Rewrite the part that opens with the line containing "Segment every tall" and closes with the end of the entries, replacing "screenshot" with "image" and leaving everything else unchanged.

────────────────────────────────────────

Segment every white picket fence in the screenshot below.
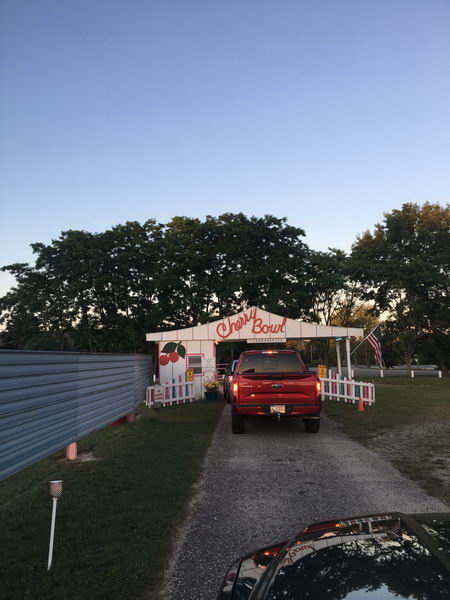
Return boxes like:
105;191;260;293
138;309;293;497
145;376;195;407
320;371;375;406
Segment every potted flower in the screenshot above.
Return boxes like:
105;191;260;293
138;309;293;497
204;379;219;400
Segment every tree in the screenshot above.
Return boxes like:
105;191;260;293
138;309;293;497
352;203;450;375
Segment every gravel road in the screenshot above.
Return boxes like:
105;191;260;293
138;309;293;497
163;405;448;600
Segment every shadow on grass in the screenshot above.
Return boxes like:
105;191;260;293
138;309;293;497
0;401;223;600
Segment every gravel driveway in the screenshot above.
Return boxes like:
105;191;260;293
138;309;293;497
163;405;448;600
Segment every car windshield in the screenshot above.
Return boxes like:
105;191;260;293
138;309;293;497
239;352;305;374
266;531;450;600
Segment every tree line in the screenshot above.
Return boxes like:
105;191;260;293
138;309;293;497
0;203;450;373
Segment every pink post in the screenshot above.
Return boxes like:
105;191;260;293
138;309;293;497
66;442;78;461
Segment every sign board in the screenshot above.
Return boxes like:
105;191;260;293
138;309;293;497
153;385;164;402
247;338;286;344
317;365;327;379
202;356;216;371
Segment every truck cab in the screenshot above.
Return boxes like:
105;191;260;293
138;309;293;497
231;350;321;433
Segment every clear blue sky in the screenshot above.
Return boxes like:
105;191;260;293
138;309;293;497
0;0;450;293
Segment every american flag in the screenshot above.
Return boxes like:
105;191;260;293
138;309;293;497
366;325;383;367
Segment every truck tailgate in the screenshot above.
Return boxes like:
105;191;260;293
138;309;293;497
238;373;317;404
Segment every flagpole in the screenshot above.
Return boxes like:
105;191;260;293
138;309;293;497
350;323;381;356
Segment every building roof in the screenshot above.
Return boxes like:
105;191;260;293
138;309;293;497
146;306;364;342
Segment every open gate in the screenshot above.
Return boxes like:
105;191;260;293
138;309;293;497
319;369;375;406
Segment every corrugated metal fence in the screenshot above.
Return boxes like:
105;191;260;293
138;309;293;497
0;350;152;480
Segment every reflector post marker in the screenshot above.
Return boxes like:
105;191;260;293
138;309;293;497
47;479;62;571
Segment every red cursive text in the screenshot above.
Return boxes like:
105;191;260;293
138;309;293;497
216;308;286;339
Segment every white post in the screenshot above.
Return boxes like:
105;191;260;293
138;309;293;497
336;340;342;375
47;498;58;571
345;338;352;379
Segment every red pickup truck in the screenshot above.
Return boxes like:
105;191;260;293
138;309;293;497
231;350;321;433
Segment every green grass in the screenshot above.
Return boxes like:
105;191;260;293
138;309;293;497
0;402;223;600
325;377;450;503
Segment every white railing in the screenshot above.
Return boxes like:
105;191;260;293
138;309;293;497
145;377;195;407
320;371;375;406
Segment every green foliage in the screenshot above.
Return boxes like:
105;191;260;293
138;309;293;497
0;213;312;356
0;203;450;372
351;203;450;371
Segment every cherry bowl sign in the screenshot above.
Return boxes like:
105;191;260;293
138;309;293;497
216;308;287;341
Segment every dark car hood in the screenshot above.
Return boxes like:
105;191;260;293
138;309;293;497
219;513;450;600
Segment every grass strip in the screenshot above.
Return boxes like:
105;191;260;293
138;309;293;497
325;377;450;504
0;402;223;600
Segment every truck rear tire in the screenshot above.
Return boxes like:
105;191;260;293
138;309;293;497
231;413;245;433
303;419;320;433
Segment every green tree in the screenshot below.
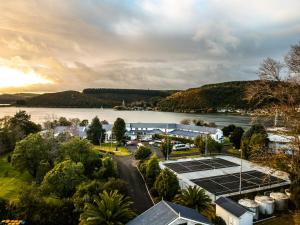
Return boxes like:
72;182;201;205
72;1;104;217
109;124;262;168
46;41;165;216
58;117;72;127
229;127;244;149
146;154;160;187
103;177;128;195
160;138;173;160
174;186;211;213
12;134;50;178
79;120;89;127
61;138;102;177
194;135;223;154
41;160;86;197
0;111;41;154
134;146;151;160
222;124;236;137
86;116;105;145
154;168;179;201
241;124;269;159
112;118;126;145
72;180;104;213
80;191;135;225
94;156;118;179
14;186;79;225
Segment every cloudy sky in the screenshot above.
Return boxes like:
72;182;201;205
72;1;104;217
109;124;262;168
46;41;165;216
0;0;300;93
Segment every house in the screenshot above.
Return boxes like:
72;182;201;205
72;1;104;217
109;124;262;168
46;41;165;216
268;133;294;155
215;197;253;225
126;200;211;225
103;123;223;142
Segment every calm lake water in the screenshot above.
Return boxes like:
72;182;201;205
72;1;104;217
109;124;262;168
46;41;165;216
0;107;251;128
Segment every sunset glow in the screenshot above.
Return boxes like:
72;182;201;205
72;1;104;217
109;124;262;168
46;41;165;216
0;67;52;88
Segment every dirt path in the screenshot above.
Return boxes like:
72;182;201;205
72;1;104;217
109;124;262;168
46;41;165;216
115;156;153;213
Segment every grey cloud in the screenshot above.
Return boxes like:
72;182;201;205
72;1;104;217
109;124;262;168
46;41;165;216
0;0;300;92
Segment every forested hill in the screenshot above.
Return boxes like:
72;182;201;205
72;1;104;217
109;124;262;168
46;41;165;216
158;81;257;112
16;89;172;108
83;88;174;106
0;93;38;104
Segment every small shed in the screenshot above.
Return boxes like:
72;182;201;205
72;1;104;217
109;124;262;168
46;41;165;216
126;200;211;225
215;197;254;225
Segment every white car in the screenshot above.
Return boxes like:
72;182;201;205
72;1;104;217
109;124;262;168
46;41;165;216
173;144;190;151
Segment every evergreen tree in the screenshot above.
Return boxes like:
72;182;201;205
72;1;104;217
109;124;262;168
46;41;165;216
87;116;105;145
112;118;126;145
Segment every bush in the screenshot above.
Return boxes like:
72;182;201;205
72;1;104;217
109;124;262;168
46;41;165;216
154;168;179;201
134;146;151;160
103;178;128;195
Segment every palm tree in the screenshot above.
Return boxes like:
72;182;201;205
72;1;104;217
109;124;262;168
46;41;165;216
80;191;136;225
174;186;211;213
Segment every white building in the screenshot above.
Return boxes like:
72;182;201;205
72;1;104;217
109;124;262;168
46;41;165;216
268;133;294;155
103;123;223;142
215;197;253;225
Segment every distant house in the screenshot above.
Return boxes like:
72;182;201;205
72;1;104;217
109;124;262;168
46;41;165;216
103;123;223;142
268;133;294;155
126;200;211;225
53;126;87;139
215;197;253;225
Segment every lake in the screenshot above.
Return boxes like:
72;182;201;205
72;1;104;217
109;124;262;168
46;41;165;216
0;107;251;128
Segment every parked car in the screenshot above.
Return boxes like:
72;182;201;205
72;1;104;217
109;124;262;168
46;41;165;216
173;144;191;151
137;143;145;148
171;140;182;145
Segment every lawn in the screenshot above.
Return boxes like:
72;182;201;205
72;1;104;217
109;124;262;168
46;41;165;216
257;211;300;225
94;143;130;156
0;156;32;201
171;148;200;156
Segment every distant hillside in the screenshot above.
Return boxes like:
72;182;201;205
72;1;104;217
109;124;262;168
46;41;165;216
17;91;108;108
158;81;256;112
17;89;175;108
83;88;174;106
0;93;38;104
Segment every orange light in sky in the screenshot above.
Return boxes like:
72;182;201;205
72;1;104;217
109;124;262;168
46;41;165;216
0;66;53;88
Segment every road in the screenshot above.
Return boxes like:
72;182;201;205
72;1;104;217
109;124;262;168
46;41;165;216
115;155;153;213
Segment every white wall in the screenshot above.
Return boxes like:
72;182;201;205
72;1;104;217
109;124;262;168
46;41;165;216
216;205;253;225
168;218;207;225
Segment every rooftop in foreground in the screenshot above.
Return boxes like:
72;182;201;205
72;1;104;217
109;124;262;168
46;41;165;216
160;156;290;201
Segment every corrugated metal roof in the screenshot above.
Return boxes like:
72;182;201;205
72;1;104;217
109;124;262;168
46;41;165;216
215;197;249;218
126;201;178;225
166;201;211;224
126;200;211;225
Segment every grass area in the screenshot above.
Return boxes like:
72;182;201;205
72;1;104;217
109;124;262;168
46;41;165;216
94;143;130;156
226;148;241;158
171;148;200;156
257;211;300;225
0;155;32;201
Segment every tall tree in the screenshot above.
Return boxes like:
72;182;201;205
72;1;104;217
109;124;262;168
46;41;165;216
112;118;126;145
222;124;235;137
41;160;87;198
154;168;179;201
87;116;105;145
146;154;160;187
160;137;173;160
174;186;211;213
12;134;50;178
229;127;244;149
247;43;300;208
241;124;269;159
80;191;135;225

────────────────────────────────────────

• **Result for this exercise**
Segment every tall tree in the image above.
Return boxes like:
72;182;201;205
72;1;104;217
109;124;262;168
46;41;165;216
112;118;126;145
222;124;235;137
41;160;87;198
154;168;179;201
87;116;105;145
146;154;160;187
160;137;173;160
174;186;211;213
12;134;50;178
229;127;244;149
247;43;300;208
241;124;269;159
80;191;135;225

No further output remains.